◆ EXERCISE PROMPT ◆
Start at the top line and retype the data exactly through to the end.

>>>

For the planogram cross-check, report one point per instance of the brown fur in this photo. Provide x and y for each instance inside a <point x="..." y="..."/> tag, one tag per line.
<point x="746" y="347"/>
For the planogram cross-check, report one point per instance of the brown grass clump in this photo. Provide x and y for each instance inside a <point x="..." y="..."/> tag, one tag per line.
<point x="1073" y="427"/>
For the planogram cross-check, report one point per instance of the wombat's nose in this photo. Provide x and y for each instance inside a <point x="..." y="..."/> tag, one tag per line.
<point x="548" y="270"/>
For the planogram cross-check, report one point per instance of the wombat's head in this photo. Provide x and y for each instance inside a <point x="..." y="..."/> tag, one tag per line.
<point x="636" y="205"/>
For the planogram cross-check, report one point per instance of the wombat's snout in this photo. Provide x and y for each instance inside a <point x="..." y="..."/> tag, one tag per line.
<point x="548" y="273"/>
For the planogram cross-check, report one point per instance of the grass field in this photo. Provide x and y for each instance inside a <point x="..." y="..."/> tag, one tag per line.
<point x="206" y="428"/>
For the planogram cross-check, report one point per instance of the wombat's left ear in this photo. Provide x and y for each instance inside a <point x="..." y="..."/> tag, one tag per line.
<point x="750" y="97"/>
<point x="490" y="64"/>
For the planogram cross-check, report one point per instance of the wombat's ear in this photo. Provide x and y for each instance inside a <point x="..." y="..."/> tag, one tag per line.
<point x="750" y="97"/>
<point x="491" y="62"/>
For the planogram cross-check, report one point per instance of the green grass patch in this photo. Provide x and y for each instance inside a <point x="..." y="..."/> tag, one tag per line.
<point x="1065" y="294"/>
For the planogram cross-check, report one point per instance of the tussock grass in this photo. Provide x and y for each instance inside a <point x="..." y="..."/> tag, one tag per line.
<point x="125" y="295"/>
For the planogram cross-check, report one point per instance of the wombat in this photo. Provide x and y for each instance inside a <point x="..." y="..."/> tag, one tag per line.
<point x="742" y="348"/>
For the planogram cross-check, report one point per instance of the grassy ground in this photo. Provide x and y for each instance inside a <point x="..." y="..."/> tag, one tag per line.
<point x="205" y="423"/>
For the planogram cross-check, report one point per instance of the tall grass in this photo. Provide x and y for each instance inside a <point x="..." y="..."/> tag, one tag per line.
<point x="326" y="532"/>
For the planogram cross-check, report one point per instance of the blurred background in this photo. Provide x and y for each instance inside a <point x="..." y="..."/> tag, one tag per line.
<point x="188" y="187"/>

<<<

◆ ANSWER SPACE ◆
For the planogram cross-check, report one point per instance of the brown fur in this photo. Provide x and y for each instance inside a <point x="..." y="..."/> tag, one tag per line.
<point x="746" y="347"/>
For the planogram cross-check, report one point per instance of the brown grass clump in this photo. Provide x and y for each instance inside a <point x="..." y="..."/> tag, one tag per line.
<point x="1073" y="427"/>
For the planogram cross-check, report one point per instance of the wombat's nose in this photo. Provide x and y for each instance inside a <point x="..." y="..."/> tag, one tag per line.
<point x="548" y="270"/>
For the planogram cross-check, report one point per instance of the wombat's head in this photo. Provide x and y for each instance inside a <point x="..." y="..."/> tag, one tag per line.
<point x="636" y="205"/>
For the planogram cross-check, report one point per instance of the wombat's snout in this photo. Provide x and y for each instance inside a <point x="..." y="..."/> tag, one tag per line.
<point x="548" y="273"/>
For the planogram cross-check, report one point per instance of the grass field in this photo. Provide x and y for each instance inside a <point x="..." y="..."/> tag, one tag per line.
<point x="206" y="428"/>
For the planogram cross-check, report one point per instance of the wombat's left ear in this photo. Provide x and y for each instance inside a <point x="..." y="..."/> tag, one tag per line.
<point x="750" y="97"/>
<point x="490" y="64"/>
For the planogram cross-check, report one point per instance of the wombat's ear in this photo. Provide x and y for each instance inside a <point x="..." y="..."/> tag, one tag per line.
<point x="750" y="97"/>
<point x="491" y="62"/>
For the planogram cross-check, report one point per instance of the green grass patch in this photo. Provide x and y for each instance inside a <point x="..." y="..."/> tag, one tag per line.
<point x="1065" y="294"/>
For the planogram cross-check, report one point per instance of the tussock grass in this photo. Provide x and y for each instance inside a <point x="..." y="..."/> tag, one tag per line.
<point x="125" y="295"/>
For the planogram cross-check, report one point per instance of the wombat in this photo. Provide x and y for each instance inside a <point x="..." y="..."/> tag, one tag per line.
<point x="742" y="348"/>
For the planogram cross-check, report one point per instance of the grassy ground in this photo. Provide x and y for each instance inside a <point x="..." y="..."/> tag, one tag per line.
<point x="205" y="423"/>
For the planogram cross-check, report one point per instance of the tall grass in this photo. Provide x and y for each instance inside a <point x="..." y="..."/> tag, one tag per line.
<point x="326" y="532"/>
For the planogram cross-check, report one point per instance of the blurred background in this photo. Provide x and y for each instance inside a <point x="..." y="..."/> tag, one tag per line.
<point x="188" y="187"/>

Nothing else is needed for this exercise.